• _WHAT IS REQUIRED_
For each statement about the passage on the filibuster and gun votes below, answer yes or no, and quote the words from the passage that decide it. (a) Democratic candidates nationally received more votes than Republican candidates. (b) Fewer than 30,000 people die from gun violence in the US each year. (c) The writer expects Democrats to take back the House in 2014.

---------- PASSAGE TO READ

Governorships and state legislatures flipped from Democratic to Republican.  As a result, the required realignment of political boundaries for the US House and state legislatures following the 2010 census were redrawn in ways that led to more Republicans, many of whom were Teabaggers whose core philosophy is government cannot and should not work, elected in newly safe seats.  That is, people in 2010 made sure that the mix of voters in districts leaned heavily enough Republican that any other candidate would have a very hard time being elected.  Hence today’s Republican-led chamber despite the fact that Democratic candidates nationally received 1,000,000 more votes than Republican candidates.  There simply aren’t enough Democrats and left-leaning unaffiliateds in these districts to challenge what will be Republican dominance.  Remember that when Democrats tell you there are “only 17 seats” they need to flip in 2014 to take back control of the House.  Absent some significant change in the political landscape, Democrats will not take the House back in 2014.  Teabaggers will remain in control of the chamber and a Democratic Senate Majority Leader will not change chamber rules (again) in January 2015, regardless of how many bills Republicans filibuster; regardless of how many judicial and agency nominees Republicans filibuster who are proving that government cannot and will not accomplish anything.

Senators didn’t lack courage yesterday.  They simply do not see any downside to voting  against their constituents’ wishes.  When most Democratic voters “vote for the lesser of two evils” no matter what, they are not holding their elected officials accountable for their actions.  Thus, Republicans will continue to abuse the filibuster.  The President will seek more Grand Bargains.  And we will make very little progress in a time when much progress is needed.  But come November 2014, I will hear once again that I have to vote for the same people who voted against my values, who only want to stay in power, because the alternative is just unthinkable.

Senators who abuse a parliamentary tactic do so for one reason: to remain in power.  Senators are not there to represent anyone or anything except their access to power.  People on the “news” networks are saying Republicans thwarted the will of 90% of the American public yesterday.  The President and the Senate Majority Leader both could have done very different things had they wanted to avoid yesterday’s political result.  They didn’t want to, so they didn’t do things differently.  They did exactly what they wanted to do and stuck the rest of us with the devastating results.  Remember that the next time someone tells you it’s better to vote for the lesser of two evils.  Evil still happens: someone slaughtered 20 innocent children with a tool designed exclusively to kill other humans.  If a plastic toy killed 20 children, we would ban the toy.  The right to own a gun ends at the life of others, especially children.  More than 30,000 people die because of gun violence in the US every year.  Their blood is as much on the hands of “Democrats” who advocate for political cowardice as it is on the shooters; for voting for the lesser of two evils because what other choice have we?  We have choices, but are purposefully misled by people who only want to remain in power, then show public displays of anger.  Finally, minorities can be vocal, but they shouldn’t be able to thwart democratic processes single-handed.

Actually, one more thought.  Does anyone seriously think the NRA won’t target Democratic Senators in their 2014 elections even if those “Democrats” voted against gun safety amendments yesterday?  The same amendments that a majority of constituents in those Democratic Senators states supported?

--------------------
---------- LISTED ENTRIES

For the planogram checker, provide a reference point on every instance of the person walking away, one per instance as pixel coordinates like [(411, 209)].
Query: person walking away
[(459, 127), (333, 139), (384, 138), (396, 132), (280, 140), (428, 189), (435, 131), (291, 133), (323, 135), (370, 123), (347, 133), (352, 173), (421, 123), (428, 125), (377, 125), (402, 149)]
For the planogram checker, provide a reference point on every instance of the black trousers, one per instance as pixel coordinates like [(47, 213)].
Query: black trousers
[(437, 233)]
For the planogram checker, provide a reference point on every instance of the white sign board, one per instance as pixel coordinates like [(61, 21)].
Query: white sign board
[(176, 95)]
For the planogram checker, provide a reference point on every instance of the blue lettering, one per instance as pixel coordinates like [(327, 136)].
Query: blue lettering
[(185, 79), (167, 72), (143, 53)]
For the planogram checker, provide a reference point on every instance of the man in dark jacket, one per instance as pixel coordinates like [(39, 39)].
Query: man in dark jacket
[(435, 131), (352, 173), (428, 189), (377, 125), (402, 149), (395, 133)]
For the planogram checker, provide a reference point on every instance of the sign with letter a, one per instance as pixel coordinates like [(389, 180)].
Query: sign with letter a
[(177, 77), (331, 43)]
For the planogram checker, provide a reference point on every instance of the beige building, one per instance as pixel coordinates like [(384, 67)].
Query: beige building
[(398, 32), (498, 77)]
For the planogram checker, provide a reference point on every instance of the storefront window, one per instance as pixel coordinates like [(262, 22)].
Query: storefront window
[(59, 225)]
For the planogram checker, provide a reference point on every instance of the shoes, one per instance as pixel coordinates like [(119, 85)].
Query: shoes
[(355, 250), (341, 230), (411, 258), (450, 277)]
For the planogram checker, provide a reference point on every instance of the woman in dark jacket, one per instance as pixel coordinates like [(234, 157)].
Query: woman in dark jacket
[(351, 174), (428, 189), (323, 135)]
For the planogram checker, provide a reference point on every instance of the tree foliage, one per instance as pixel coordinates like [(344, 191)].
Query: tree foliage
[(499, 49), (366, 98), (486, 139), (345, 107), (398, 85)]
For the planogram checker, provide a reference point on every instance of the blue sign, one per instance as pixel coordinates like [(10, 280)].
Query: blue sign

--------------------

• _SOLUTION BELOW_
(a) Yes: "Democratic candidates nationally received 1,000,000 more votes than Republican candidates"
(b) No: "More than 30,000 people die because of gun violence in the US every year."
(c) No: "Absent some significant change in the political landscape, Democrats will not take the House back in 2014."